(Source records)

<<<<

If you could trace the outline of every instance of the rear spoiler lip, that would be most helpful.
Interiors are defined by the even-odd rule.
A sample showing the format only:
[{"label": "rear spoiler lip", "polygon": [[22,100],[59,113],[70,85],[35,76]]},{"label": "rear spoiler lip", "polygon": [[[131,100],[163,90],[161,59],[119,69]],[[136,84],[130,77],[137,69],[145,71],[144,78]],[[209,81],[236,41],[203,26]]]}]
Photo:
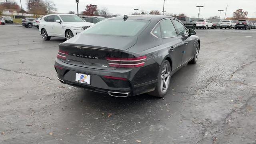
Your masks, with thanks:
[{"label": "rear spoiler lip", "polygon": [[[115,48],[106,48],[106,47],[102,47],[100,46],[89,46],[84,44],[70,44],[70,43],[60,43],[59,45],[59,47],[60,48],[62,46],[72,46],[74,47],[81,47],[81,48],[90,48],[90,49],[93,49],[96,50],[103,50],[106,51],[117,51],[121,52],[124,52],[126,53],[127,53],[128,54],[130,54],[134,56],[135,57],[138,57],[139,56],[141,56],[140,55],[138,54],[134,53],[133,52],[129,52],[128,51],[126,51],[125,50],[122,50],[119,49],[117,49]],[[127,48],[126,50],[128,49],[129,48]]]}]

>>>>
<<<<

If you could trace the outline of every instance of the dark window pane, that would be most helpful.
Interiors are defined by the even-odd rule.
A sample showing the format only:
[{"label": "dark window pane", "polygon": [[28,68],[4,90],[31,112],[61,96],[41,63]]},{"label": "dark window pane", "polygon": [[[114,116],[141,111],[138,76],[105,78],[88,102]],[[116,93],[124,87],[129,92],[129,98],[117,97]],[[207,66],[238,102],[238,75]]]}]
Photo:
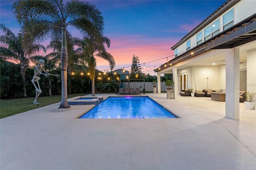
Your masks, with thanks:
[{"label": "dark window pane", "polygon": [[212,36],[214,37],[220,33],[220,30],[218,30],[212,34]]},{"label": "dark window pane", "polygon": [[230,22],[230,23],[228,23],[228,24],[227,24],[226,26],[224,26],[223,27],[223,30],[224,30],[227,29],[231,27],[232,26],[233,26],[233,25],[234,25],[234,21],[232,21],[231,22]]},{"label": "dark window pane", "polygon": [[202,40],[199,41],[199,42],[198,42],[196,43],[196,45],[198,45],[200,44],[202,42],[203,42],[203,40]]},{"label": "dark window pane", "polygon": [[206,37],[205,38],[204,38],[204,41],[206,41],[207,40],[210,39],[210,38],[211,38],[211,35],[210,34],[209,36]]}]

>>>>
<<<<

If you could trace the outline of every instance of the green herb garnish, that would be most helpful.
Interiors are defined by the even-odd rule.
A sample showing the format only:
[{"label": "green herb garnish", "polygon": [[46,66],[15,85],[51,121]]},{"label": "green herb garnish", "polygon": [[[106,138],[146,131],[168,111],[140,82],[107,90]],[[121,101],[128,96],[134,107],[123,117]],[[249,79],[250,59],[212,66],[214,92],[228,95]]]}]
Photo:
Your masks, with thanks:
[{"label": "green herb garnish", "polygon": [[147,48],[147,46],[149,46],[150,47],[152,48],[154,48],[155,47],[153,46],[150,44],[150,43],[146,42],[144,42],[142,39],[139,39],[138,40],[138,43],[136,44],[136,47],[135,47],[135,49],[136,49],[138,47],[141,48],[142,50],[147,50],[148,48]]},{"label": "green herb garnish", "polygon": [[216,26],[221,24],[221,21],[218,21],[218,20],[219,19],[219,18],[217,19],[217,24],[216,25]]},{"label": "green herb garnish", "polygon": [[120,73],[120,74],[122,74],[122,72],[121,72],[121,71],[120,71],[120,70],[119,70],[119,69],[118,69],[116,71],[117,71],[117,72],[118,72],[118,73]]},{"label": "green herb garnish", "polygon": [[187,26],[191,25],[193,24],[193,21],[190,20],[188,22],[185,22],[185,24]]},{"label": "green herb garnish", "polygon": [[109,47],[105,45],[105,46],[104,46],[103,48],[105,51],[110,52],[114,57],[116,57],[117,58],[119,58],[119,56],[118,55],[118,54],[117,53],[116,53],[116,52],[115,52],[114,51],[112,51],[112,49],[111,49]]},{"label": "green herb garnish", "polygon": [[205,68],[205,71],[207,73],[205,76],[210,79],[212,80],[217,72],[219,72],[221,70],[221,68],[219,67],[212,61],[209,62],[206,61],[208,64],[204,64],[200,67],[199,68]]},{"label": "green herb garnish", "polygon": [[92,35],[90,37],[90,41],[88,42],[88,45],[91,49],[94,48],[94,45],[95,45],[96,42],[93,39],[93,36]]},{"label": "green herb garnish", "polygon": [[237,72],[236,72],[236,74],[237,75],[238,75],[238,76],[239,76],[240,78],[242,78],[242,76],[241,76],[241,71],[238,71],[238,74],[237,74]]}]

>>>>

__Work to complete__
Pull out every line of the items above that contains the string "instance", and copy each such line unchanged.

__Response below__
If you could trace the outline of every instance of the rear spoiler lip, that would be most helpful.
If you could trace the outline of every instance of the dark window pane, that would be most helpful.
If you could trace the outline of every instance of the green herb garnish, that would be most helpful.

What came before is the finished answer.